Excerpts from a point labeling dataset
——

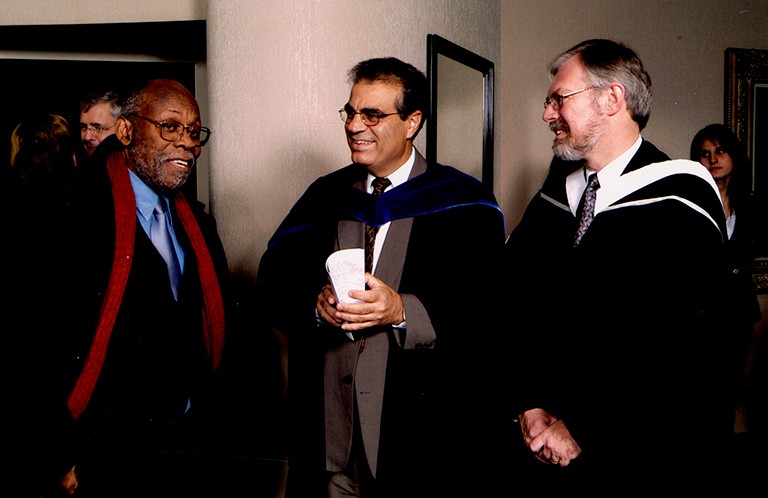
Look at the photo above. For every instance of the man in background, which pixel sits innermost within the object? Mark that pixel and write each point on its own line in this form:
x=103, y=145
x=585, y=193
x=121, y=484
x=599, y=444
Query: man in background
x=98, y=118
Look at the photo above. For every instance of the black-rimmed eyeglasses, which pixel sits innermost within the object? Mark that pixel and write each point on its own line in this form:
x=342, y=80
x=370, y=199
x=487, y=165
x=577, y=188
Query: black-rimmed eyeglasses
x=98, y=129
x=556, y=100
x=171, y=131
x=369, y=117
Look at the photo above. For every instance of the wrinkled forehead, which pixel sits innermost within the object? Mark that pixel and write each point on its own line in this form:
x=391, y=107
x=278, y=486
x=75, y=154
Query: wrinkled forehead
x=172, y=105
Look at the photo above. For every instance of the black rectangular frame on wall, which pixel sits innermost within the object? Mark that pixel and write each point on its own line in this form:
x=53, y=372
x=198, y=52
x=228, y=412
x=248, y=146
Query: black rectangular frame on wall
x=438, y=47
x=50, y=68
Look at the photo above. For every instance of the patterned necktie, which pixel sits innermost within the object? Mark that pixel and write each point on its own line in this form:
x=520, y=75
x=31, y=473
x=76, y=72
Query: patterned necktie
x=161, y=238
x=379, y=185
x=586, y=210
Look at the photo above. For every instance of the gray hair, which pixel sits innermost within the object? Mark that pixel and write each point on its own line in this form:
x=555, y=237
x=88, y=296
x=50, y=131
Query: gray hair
x=606, y=61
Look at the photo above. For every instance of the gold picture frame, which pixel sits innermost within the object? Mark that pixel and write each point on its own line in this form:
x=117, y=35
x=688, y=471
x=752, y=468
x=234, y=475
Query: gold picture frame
x=746, y=113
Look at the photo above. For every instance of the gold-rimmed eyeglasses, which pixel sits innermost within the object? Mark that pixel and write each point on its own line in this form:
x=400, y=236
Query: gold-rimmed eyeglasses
x=556, y=100
x=171, y=131
x=370, y=117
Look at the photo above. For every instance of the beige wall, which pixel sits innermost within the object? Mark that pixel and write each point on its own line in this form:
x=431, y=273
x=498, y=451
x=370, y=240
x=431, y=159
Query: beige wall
x=277, y=75
x=680, y=41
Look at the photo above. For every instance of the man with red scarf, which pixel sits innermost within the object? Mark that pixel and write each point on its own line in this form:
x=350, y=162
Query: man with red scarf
x=128, y=361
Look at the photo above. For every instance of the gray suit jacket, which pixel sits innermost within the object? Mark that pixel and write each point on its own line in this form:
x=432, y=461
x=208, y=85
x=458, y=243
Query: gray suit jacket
x=368, y=357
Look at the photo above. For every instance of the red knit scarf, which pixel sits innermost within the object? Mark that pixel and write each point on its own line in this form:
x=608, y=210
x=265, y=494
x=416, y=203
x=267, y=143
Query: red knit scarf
x=125, y=232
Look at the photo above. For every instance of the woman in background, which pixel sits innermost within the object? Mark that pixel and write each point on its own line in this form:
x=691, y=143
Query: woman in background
x=720, y=151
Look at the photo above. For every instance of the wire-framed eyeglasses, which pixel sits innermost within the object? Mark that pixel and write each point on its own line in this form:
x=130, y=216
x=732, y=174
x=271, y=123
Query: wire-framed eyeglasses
x=556, y=100
x=368, y=116
x=171, y=131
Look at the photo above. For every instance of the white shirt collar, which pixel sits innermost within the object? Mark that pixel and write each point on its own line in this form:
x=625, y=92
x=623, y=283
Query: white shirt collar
x=577, y=181
x=399, y=176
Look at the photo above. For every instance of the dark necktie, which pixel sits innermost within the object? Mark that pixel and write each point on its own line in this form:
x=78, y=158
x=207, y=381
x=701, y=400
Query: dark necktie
x=161, y=238
x=586, y=210
x=379, y=185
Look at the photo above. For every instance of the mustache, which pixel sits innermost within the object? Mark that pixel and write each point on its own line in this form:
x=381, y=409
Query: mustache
x=558, y=125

——

Could you give every one of the lines above as a numbered list, skipping any blank lines and leaving the pictures out?

* _COMPLETE OUTPUT_
1. Look at the photo above. For every instance of the man in background, which pixel sits innermost within the object? Mark that pixel and write each point on its own line in this form:
2. x=103, y=145
3. x=585, y=193
4. x=121, y=484
5. x=599, y=444
6. Query: man in background
7. x=98, y=118
8. Look at the photo above. For every instance of the black-rimmed eyeglasses, which pixel sits innermost within the object? Mark that pixel and write each point on its own line in this form:
9. x=342, y=80
10. x=370, y=199
11. x=487, y=165
12. x=577, y=188
13. Query: black-rimmed eyeglasses
14. x=98, y=129
15. x=556, y=100
16. x=171, y=131
17. x=369, y=117
18. Look at the photo above. For every instance of the wrinkled forehead, which pixel sits innermost within the object? Mark that pixel and write each point on its own line in this form:
19. x=391, y=107
20. x=278, y=486
21. x=75, y=154
22. Query: wrinkled forehead
23. x=172, y=105
24. Look at the photo above. For every instance of the black rectangular frame on wall, which pixel sits innermost within the object? Mark that pixel and write each point on its own line in this form:
25. x=53, y=372
26. x=198, y=52
27. x=228, y=412
28. x=248, y=146
29. Query: black rectangular frame on wall
30. x=438, y=47
31. x=50, y=68
32. Look at the photo above. For every instance of the patterned necktie, which pixel sits innermost within the object? Mark that pixel and write each point on its own line in this form:
33. x=520, y=75
34. x=31, y=473
35. x=76, y=72
36. Query: patterned necktie
37. x=161, y=238
38. x=379, y=185
39. x=586, y=210
40. Look at the photo above. For every instance of the gray hair, which pixel sits innermost within the object? Mark that pixel and write each point on its own line in this form:
41. x=555, y=237
42. x=88, y=296
43. x=50, y=131
44. Query: gray hair
45. x=606, y=61
46. Look at the photo above. For every instance of the gold picture frame, which pixel sits innermost within the object? Mark that pixel and write each point on its own line in this form:
47. x=117, y=35
48. x=688, y=471
49. x=752, y=468
50. x=234, y=475
51. Query: gold picture frame
52. x=746, y=113
53. Look at the photo above. For every instance of the gold-rimmed eyeglasses, which pixel sits innermost within the object? Mark that pixel and write each point on its own line in this form:
54. x=400, y=236
55. Query: gold-rimmed eyeglasses
56. x=556, y=100
57. x=171, y=131
58. x=370, y=117
59. Look at the photo above. For every instance of the beige wall, which pixel sits innermost within the object? Mark that pixel and write each point on its own line in this form:
60. x=431, y=273
61. x=498, y=451
62. x=370, y=240
63. x=431, y=159
64. Query: beige wall
65. x=277, y=75
66. x=680, y=41
67. Look at the photo above. For every instance of the man with red scarf, which pixel sits innermost within the object? Mark that pixel and write each point on its own line in this form:
68. x=350, y=162
69. Query: man with red scarf
70. x=128, y=361
71. Look at the photo above. For every instance of the gray suit jacket, which pixel sits innermost within the object? Mark that pixel and write each point on its own line in this form:
72. x=432, y=461
73. x=208, y=85
74. x=458, y=243
75. Query: gray suit jacket
76. x=368, y=357
77. Look at the photo above. For every instance of the red knit scarf, which pixel sits innermost within the object? Mark that pixel and write each point on its own line in this form:
78. x=608, y=210
79. x=265, y=494
80. x=416, y=203
81. x=267, y=143
82. Query: red knit scarf
83. x=125, y=232
84. Look at the photo above. For every instance of the woman in background, which pixel sits innermost within the object? Mark that pixel and write each point on its own line in this form:
85. x=691, y=143
86. Query: woman in background
87. x=720, y=151
88. Look at the photo above. For every instance of the wire-framed eyeglasses, which pixel sits innermost within the object? Mark that pixel and write each point on its own line in this form:
89. x=130, y=216
90. x=732, y=174
91. x=271, y=123
92. Query: wire-framed eyeglasses
93. x=556, y=100
94. x=368, y=116
95. x=171, y=131
96. Look at the photo above. For every instance of the white shirt collar, which pixel sits innermost within the object? Mark that pixel and write each point on its own line in this form:
97. x=625, y=92
98. x=623, y=283
99. Query: white shirt collar
100. x=577, y=181
101. x=399, y=176
102. Look at the photo above. For every instance of the dark necktie, which pixel sits innermost within the object? Mark that pixel and write each point on its own line in this form:
103. x=78, y=158
104. x=207, y=381
105. x=701, y=400
106. Query: dark necktie
107. x=161, y=238
108. x=586, y=210
109. x=379, y=185
110. Look at the photo above. For every instance of the mustache, which pixel sits innermost within the object? Mark that pixel and write each point on its own line in this form:
111. x=381, y=409
112. Query: mustache
113. x=558, y=125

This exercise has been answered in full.